→ **Given data**:
________________________
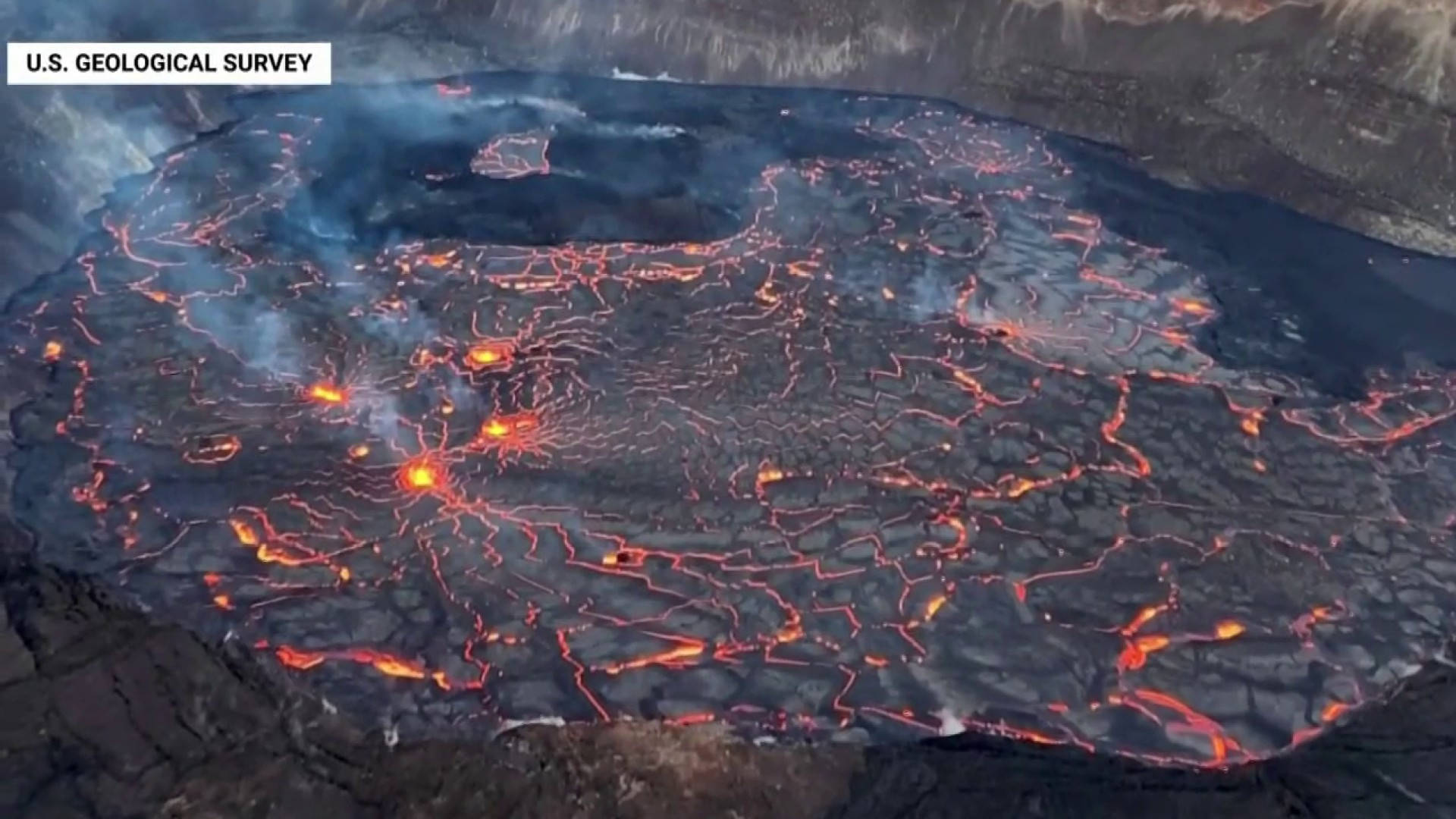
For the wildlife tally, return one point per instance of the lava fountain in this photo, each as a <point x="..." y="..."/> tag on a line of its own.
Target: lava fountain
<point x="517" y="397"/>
________________________
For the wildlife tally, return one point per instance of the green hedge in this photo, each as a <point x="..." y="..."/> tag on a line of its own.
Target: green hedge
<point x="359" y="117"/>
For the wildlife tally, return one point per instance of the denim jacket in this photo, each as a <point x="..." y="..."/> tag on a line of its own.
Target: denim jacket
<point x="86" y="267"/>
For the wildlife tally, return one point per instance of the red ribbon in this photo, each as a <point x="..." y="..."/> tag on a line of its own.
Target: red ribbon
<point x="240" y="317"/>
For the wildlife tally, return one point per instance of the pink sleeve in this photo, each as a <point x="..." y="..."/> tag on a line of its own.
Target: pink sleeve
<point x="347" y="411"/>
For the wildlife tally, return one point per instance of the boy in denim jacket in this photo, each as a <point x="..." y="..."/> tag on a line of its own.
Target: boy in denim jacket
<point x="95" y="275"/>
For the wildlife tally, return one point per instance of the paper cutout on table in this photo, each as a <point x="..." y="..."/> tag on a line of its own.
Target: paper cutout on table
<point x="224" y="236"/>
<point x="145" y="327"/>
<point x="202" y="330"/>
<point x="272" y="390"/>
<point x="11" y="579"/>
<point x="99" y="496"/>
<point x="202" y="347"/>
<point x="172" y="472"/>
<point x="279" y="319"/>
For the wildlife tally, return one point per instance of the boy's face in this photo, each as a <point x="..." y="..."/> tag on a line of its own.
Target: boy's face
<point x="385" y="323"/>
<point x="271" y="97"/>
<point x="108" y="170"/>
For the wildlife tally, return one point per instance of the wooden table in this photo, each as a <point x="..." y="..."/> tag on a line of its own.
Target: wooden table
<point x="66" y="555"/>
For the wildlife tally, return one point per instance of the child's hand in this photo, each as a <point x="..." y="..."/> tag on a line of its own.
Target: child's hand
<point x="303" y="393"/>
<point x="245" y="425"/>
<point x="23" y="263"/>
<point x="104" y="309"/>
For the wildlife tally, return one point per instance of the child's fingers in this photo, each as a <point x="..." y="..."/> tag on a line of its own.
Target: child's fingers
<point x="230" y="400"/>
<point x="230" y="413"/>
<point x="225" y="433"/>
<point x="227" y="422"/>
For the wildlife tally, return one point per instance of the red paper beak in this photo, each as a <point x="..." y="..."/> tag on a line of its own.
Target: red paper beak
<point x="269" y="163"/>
________________________
→ **Direction**: Pick out and copy every line in the rows above that contains the string "child". Matches must have the same case.

→ **Reply**:
For the wildlife tally, return one point per instance of the child's hand in this photo, each as a <point x="..." y="..."/> tag on a line of its own.
Target: child's hand
For the wildlife tally, return one point per instance of the child's fingers in this photo, each as a <point x="..." y="..."/> tag on a line of its own.
Target: child's fingers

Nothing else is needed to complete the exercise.